• **Texto**
====
Visitar ou não visitar – o impacto do turismo indígena

Tradução para o Português por Gustavo Pinto

Durante a última década, as viagens de aventura deixaram de ser menos sobre a adrenalina e mais sobre aprendizado de outras culturas e transformação pessoal. O turismo indígena, também conhecido como turismo étnico ou tribal, tem sido uma tendência particularmente crescente.

Para viajantes interessados ​​em uma interação significativa com outras culturas, esses programas podem ser muito gratificantes. No entanto, com o aumento rápido do volume de visitantes, foram levantadas questões sobre se é ético visitar as comunidades indígenas e quais as consequências que isso representa para a preservação dos estilos de vida e tradições nativas.

O turismo indígena é uma “atividade de turismo na qual os povos indígenas estão diretamente envolvidos, seja pelo controle e / ou por terem sua cultura como a essência da atração”. Hoje em dia, você não precisa procurar muito por operadoras de turismo e agências de viagens que ofereçam visitas a comunidades indígenas, com meios de transporte cheios de estrangeiros que são levados a visitar nativos em suas reservas ou aldeias.

Idealmente, os locais devem ser capazes de afirmar algum grau de controle em relação ao seu envolvimento com o turismo e devem obter claros benefícios econômicos disso. Infelizmente, na prática, muitas vezes, a menor parte da renda gerada a partir da atividade turística permanece nas comunidades. Há evidências crescentes de que as tribos estão sendo exploradas por aqueles chamados operadores turísticos que buscam lucros rápidos e fáceis.

As preocupações surgem também porque, em muitos casos, os visitantes somente esperam por aquela “fotografia perfeita” ao invés da genuína imersão cultural e engajamento comunitário. Críticos descrevem algumas visitas a comunidades indígenas como “zoológicos humanos”, onde os sujeitos são essencialmente levados a permanecerem em suas aldeias contra sua vontade e obrigados a usar roupas tradicionais e sorrir para fotos. Sua cultura sofre e sobra pouco tempo para sua vida corriqueira e costumes atuais. Seus vestidos e produtos estão em exposição para os turistas, mas na realidade o seu modo de vida, em muitos casos, estão há muito tempo desaparecidos.
====
• **Material apresentado**

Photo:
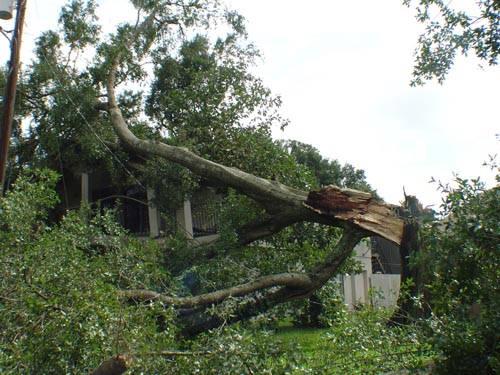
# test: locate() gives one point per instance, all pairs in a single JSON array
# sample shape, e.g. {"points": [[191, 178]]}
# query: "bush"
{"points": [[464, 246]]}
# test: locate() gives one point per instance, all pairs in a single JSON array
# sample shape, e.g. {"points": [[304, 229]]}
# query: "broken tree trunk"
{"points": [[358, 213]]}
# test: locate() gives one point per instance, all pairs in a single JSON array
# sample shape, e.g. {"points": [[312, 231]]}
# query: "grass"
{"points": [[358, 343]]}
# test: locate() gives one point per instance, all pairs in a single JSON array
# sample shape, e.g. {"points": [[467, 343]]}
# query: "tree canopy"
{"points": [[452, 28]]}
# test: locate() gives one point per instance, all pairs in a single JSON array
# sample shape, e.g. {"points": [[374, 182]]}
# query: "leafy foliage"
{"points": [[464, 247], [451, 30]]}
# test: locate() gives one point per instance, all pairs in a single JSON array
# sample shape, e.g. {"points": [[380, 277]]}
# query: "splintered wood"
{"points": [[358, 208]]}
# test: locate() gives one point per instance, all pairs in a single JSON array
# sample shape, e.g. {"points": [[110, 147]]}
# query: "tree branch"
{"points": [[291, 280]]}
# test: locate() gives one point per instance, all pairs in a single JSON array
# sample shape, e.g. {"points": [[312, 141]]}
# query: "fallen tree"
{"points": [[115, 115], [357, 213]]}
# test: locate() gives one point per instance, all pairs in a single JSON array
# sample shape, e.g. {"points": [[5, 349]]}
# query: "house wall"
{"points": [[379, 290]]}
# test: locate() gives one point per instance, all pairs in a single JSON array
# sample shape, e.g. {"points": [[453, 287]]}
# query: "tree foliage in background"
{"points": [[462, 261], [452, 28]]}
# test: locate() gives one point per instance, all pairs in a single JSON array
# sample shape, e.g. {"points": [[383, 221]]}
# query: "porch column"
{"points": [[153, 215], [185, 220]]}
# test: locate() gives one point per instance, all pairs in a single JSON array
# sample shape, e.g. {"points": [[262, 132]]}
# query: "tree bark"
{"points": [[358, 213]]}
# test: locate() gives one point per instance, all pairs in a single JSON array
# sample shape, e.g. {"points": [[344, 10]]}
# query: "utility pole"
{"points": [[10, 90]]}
====
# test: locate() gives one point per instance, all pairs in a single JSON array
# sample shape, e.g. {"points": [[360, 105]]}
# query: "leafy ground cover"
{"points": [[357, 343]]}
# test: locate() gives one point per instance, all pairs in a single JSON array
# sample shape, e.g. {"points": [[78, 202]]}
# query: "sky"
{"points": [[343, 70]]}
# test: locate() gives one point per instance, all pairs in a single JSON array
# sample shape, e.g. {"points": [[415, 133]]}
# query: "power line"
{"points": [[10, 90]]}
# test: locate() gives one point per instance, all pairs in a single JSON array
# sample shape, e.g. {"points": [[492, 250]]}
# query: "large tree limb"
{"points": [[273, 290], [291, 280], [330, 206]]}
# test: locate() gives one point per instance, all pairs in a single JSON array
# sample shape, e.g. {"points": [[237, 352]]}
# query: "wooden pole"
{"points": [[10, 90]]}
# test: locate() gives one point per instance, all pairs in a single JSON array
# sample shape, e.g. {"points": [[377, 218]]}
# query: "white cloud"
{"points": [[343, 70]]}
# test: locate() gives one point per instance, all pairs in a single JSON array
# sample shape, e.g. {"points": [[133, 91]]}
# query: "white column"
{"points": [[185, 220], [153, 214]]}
====
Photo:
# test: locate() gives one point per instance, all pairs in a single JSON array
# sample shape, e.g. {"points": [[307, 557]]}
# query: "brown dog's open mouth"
====
• **Exercício 1**
Reescreva de forma mais concisa o parágrafo do texto sobre turismo indígena que começa com "Idealmente, os locais", preservando seus fatos principais.
• **Exercício 2**
Dê continuidade ao texto sobre turismo indígena a partir da última frase apresentada.
O material não é necessário para responder.

• **Resposta 1**
Em tese, as comunidades locais deveriam ter algum controle sobre sua participação no turismo e obter benefícios econômicos claros. Na prática, porém, costumam ficar com a menor parte da renda gerada. Há cada vez mais indícios de que as tribos são exploradas por supostos operadores turísticos em busca de lucro rápido e fácil.

• **Resposta 2**
Este pode ser o caso da comunidade Padaung (Karen), conhecidos pelo pescoço longo, perto de Chiang Mai, no norte da Tailândia, que faz parte do que é conhecido como ‘Thai Hill Tribes’. O aumento do turismo étnico tem sido enorme. Tanto é assim que é quase impossível encontrar pessoas “autênticas” de Padaung que estejam adornando seus pescoços com anéis de metal porque seus antepassados ​​fizeram isso – hoje normalmente o fazem porque sabem que vão lucrar com isso. Além disso, enquanto as mulheres Padaung e as crianças da aldeia vendem artesanato e posam para os turistas durante todo o dia, os homens na maioria dos casos não trabalham. Muitas vezes negligenciaram suas tradições agrícolas e as taxas de desemprego entre eles podem chegar a 90%.

 

 

“Zoológicos humanos”, ou “safáris humanos”, como são chamados em áreas mais remotas, são uma preocupação crescente em lugares como o Peru, onde operadores turísticos inescrupulosos estão lucrando com a exploração de tribos indígenas na selva amazônica. À medida que o turismo aumenta em torno da Reserva da Biosfera de Manú, perto de Cuzco, o mesmo acontece com o número de avistamentos relatados do Mashco-Piro – uma das cerca de 15 tribos isoladas no Peru e uma das 100 que restam no mundo. Isso é particularmente preocupante, já que qualquer tentativa de contato com essa tribo pode ter consequências graves – um simples resfriado (sua imunidade difere da “ocidental”) poderia colocar uma tribo inteira em perigo.

A América do Sul não está sozinha na luta. As operadoras de turismo das Ilhas Andaman, na Índia, estão oferecendo “safáris humanos” dentro da reserva de uma tribo Jarawa recentemente contatada, apesar das promessas do governo de proibir a prática. Turistas das Ilhas Andaman, na Índia, estão usando uma estrada ilegal para entrar na reserva da tribo Jarawa na esperança de “avistar” membros da tribo – não muito diferente de avistar animais selvagens em um safári… A Survival International enviou um e-mail para o governo indiano pedindo-lhes para fechar a estrada e parar os ‘safaris humanos’.

Por outro lado, alguns argumentam que o turismo étnico ajudou a promover uma maior conscientização sobre os povos indígenas, muitos dos quais enfrentam opressão, realocação forçada de terras e desafios à integração social e econômica. O afluxo de turistas também permitiu o florescimento das artes tribais tradicionais e do artesanato, o que muitas vezes significa uma fonte de renda adicional – ou a única – para a comunidade. As intrincadas máscaras feitas à mão do povo costarriquenho Boruca, por exemplo, ganharam fama internacional e facilitaram não apenas a autoconfiança econômica da vila, mas também a preservação desta arte.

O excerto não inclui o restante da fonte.